**Page**.
----

Solidarité foncière. Pour lutter contre l’étalement urbain, une autre série de propositions vise à encourager la solidarité foncière dans les zones pavillonnaires : affirmer, au sein du Code de l’urbanisme, un nouvel objectif d’aménagement favorisant « l’utilisation solidaire de l’espace » en créant des espaces de densification « douce », c’est-à-dire l’insertion de nouveaux logements (division parcellaire, appartements accessoires, division interne, surélévation, extension, restructuration, etc.) sans modification significative des formes urbaines du quartier en mutation, ni destruction du parc existant ; adapter les règles des PLU pour concrétiser cette solidarité foncière ; créer un statut du micro-constructeur pour encourager les initiatives individuelles au travers d’incitations fiscales et financières, sous condition notamment d’être accompagnées par des professionnels (dont un notaire) afin d’assurer la conformité du projet aux différentes normes applicables.

----

Entrées enregistrées d'une collection:
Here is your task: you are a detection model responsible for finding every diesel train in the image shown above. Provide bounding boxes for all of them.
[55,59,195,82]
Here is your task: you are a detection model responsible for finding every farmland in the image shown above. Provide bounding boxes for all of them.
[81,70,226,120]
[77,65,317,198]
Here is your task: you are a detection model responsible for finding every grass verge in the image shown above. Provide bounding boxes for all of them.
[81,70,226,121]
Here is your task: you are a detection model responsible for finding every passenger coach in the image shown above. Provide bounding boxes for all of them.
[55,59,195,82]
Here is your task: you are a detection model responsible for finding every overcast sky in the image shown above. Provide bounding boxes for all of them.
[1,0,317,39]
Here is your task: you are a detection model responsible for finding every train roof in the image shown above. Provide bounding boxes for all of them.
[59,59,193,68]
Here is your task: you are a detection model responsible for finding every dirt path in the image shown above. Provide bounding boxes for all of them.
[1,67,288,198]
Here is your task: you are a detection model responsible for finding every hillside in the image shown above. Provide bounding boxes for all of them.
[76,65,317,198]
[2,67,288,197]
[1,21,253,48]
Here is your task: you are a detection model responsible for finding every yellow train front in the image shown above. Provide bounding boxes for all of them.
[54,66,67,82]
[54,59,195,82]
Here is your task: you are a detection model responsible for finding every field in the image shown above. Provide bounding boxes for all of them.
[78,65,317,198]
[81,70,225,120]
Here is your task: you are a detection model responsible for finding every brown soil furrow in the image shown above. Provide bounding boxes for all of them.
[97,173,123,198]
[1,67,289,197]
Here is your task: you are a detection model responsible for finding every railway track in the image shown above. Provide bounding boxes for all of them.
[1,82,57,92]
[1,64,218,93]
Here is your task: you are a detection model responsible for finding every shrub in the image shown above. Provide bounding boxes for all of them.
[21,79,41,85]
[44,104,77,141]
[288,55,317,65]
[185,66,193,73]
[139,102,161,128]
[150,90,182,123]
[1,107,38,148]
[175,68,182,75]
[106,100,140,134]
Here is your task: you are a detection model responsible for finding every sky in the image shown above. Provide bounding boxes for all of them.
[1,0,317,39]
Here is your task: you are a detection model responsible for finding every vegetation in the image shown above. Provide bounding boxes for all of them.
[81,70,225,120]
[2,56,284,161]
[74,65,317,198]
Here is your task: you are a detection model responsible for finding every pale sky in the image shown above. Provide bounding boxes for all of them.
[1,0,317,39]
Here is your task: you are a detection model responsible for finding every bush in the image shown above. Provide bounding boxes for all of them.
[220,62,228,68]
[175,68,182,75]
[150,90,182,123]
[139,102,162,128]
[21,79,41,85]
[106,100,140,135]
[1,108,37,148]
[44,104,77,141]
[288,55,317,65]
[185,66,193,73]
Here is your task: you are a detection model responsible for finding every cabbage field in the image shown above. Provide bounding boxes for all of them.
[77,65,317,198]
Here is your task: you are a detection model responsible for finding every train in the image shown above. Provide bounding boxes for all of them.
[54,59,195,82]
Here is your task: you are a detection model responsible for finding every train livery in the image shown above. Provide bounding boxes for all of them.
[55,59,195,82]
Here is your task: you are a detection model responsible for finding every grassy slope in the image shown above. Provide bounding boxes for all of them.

----

**Série d'exercices**.
1. Relevez chaque ligne des entrées qui contient le mot « train », en respectant la casse.
2. Prolongez le texte sur la solidarité foncière en reprenant après sa dernière phrase.

**Réponses par exercice**.
1.
Here is your task: you are a detection model responsible for finding every diesel train in the image shown above. Provide bounding boxes for all of them.
Here is your task: you are a detection model responsible for finding every train roof in the image shown above. Provide bounding boxes for all of them.
Here is your task: you are a detection model responsible for finding every yellow train front in the image shown above. Provide bounding boxes for all of them.
Here is your task: you are a detection model responsible for finding every train in the image shown above. Provide bounding boxes for all of them.
Here is your task: you are a detection model responsible for finding every train livery in the image shown above. Provide bounding boxes for all of them.

2.
Accroître l’offre résidentielle

Assouplir les règles du bail d’habitation. Face à la crise du logement, en particulier en Île-de-France, les notaires du Grand Paris veulent assouplir les règles du bail d’habitation, en limitant le droit au maintien dans les lieux du locataire relevant de la loi du 1er septembre 1948, et en supprimant le droit à la prorogation du bail en cas de mise en copropriété du logement.

Rationaliser l’exercice du DPU. Ils souhaitent aussi inciter les acteurs institutionnels à offrir des logements accessibles, notamment en écartant le droit de préemption urbain lorsque le nouveau propriétaire du logement s’engage à transformer des bâtiments à usage autre que d’habitation en des logements répondant à certains critères, et en supprimant l’obligation de 25 % de logements sociaux applicable aux réalisations de logements locatifs intermédiaires dans les communes satisfaisant aux obligations imposées par la loi SRU en la matière.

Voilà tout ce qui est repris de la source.